SAN FRANCISCO (Reuters) – A roster of businesses receiving a piece of the $660 billion U.S. Paycheck Protection Program illustrates how deeply the government’s pandemic aid has reached into the everyday lives of Americans, yet at the same time how unevenly and fleetingly.
Take, for example, Oakland, California, a city of nearly half a million across the bay from San Francisco.
Among those approved for a forgivable loan of at least $150,000, data released Monday showed: the iconic Children’s Fairyland, the zoo, and the city’s best-known ice cream parlor.
Kymberly Miller, Fairyland’s executive director, said she used the $400,000 loan to pay her 56 staff. The funds run out Tuesday.
The outdoor amusement park for the very young has been closed since March, and state health orders look likely to prevent any reopening until August at the earliest.
Financially, Miller said, “we’re on the bubble … it’s not a pretty picture.”
The city’s zoo, too, has depleted its loan, which was between $2 million and $5 million. Fenton’s Creamery, which got its start in Oakland in 1894, got a loan of between $1 million and $2 million.
The Oakland Hills Tennis Club received its loan of between $150,000 and $350,000 in April, when it was closed, and has not been charging members full dues since. In a newsletter published this month on its website, it told members it had depleted its PPP loan and, even as it has partially reopened, has begun to furlough some of its 51 employees. Calls and an email to the club weren’t returned.

▸ DATA EXTRACT

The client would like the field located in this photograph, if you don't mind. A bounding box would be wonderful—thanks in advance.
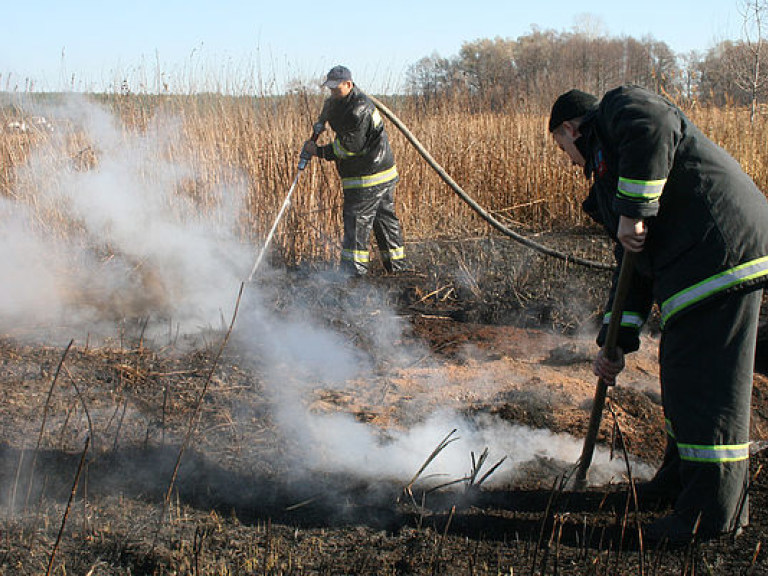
[0,95,768,576]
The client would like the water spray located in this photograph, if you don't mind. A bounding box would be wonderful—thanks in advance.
[248,121,325,283]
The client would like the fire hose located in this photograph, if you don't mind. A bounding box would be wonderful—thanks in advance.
[368,95,613,270]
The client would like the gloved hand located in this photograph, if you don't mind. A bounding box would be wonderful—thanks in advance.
[301,140,317,159]
[299,140,317,170]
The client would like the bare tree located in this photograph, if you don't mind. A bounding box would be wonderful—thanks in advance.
[733,0,768,122]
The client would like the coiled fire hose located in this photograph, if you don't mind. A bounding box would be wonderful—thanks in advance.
[368,95,614,270]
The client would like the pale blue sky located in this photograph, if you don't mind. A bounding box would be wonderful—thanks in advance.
[0,0,741,91]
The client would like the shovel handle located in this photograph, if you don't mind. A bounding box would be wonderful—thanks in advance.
[575,251,635,488]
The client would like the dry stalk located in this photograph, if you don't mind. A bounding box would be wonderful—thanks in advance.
[24,340,75,510]
[152,282,245,550]
[430,506,456,576]
[63,366,96,454]
[45,436,91,576]
[10,448,24,514]
[405,428,458,505]
[747,540,763,576]
[607,399,645,576]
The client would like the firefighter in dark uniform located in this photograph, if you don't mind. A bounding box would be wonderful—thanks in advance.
[303,66,406,276]
[549,86,768,543]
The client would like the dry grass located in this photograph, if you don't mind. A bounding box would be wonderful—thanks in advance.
[0,94,768,264]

▸ EXERCISE INSTRUCTIONS
**A)** According to the article on Paycheck Protection Program loans in Oakland, in what year did Fenton's Creamery get its start in Oakland?
**B)** Rewrite the paragraph of the article on Paycheck Protection Program loans in Oakland that begins "The Oakland Hills Tennis Club received" as a short bulleted list that keeps its main facts.

▸ SOLUTIONS TO THE TASKS
**A)** 1894

**B)**
- The Oakland Hills Tennis Club received a PPP loan of between $150,000 and $350,000 in April, while it was closed.
- It has not charged members full dues since then.
- A newsletter on its website this month said the loan was depleted.
- Though partially reopened, the club has begun furloughing some of its 51 employees.
- The club did not return calls or an email.